(Supplied text begins)

117 N Genois

Dear New Orleanians,

The demolition process – such as it was pre-Gustav – has gone completely off the rails.

For those of you not familiar with the story, here’s the nickel version. Four days after Gustav hit on Labor Day, Mayor Nagin issued an executive order – claiming powers under a state of emergency – suspending the operations of the Neighborhood Conservation District Committee (NCDC). This is the committee tasked with reviewing demolitions from individuals and the city to ensure that the city’s historic fabric will not be negatively impacted. The Committee also often catches errors in the city’s applications for demolitons, such as incorrect addresses or lack of notice to homeowners or the fact that the property is already demolished.

In issuing the order, Mayor Nagin claimed he was attempting to speed demolitions of properties damaged by Gustav. He claimed the extra step of Committee review would slow the recovery from Gustav.

There’s two problems with that though: 1) His Safety & Permits department was already in the process of issuing over 100 “imminent danger of collapse” (IDC) permits on properties severely damaged by Gustav; and 2) Those IDC permits are specifically exempted – by law – from review by the Committee.

(Supplied text ends)

▶ Work to complete
List every kind of error in the city's demolition applications that, according to the letter on New Orleans demolitions, the Committee often catches. The records after this point are separate material and have no connection to the letter on New Orleans demolitions.

(Information provided begins)

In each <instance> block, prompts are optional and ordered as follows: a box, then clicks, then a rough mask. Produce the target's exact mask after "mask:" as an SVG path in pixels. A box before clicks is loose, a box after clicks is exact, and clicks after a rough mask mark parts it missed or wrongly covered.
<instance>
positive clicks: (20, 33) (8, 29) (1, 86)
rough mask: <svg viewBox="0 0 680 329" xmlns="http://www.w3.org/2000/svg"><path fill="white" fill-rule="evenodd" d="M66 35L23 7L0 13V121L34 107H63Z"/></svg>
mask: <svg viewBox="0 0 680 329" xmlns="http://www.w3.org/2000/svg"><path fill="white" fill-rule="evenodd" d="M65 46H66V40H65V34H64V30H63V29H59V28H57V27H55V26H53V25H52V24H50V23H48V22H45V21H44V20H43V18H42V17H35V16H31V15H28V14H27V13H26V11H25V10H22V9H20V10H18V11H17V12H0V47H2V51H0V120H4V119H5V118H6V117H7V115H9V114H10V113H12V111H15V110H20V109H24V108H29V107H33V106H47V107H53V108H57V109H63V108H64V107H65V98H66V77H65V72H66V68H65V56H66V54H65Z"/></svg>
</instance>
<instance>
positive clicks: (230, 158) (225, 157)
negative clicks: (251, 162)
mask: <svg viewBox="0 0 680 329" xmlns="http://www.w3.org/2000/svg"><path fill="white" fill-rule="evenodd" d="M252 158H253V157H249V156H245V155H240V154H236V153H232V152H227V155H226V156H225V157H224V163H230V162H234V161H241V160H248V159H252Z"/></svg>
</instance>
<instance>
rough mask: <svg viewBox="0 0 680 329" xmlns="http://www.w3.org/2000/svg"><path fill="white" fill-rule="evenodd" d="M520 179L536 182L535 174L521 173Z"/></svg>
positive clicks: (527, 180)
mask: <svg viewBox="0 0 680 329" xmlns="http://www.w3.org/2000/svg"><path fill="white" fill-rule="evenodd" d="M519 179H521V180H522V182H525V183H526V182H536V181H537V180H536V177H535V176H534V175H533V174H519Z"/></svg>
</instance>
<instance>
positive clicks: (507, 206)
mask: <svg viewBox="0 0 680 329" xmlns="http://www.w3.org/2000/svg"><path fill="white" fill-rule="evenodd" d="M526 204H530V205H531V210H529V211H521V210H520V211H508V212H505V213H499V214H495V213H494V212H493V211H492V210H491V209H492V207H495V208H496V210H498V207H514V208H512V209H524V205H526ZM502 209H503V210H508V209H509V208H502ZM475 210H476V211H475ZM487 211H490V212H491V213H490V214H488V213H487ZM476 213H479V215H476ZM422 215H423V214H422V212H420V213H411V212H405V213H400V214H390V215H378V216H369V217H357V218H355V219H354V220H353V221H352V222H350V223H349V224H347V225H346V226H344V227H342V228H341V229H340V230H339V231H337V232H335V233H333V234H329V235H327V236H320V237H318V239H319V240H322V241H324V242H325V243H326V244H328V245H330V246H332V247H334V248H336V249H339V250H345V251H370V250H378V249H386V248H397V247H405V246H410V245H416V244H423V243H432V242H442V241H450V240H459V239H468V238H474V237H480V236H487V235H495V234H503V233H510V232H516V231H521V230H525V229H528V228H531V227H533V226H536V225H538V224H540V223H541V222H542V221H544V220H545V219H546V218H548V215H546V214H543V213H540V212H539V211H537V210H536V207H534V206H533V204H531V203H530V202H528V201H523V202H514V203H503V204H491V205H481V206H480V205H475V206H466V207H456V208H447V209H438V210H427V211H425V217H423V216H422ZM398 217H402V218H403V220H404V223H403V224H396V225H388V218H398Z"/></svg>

(Information provided ends)

▶ Result
- Incorrect addresses
- Lack of notice to homeowners
- The property is already demolished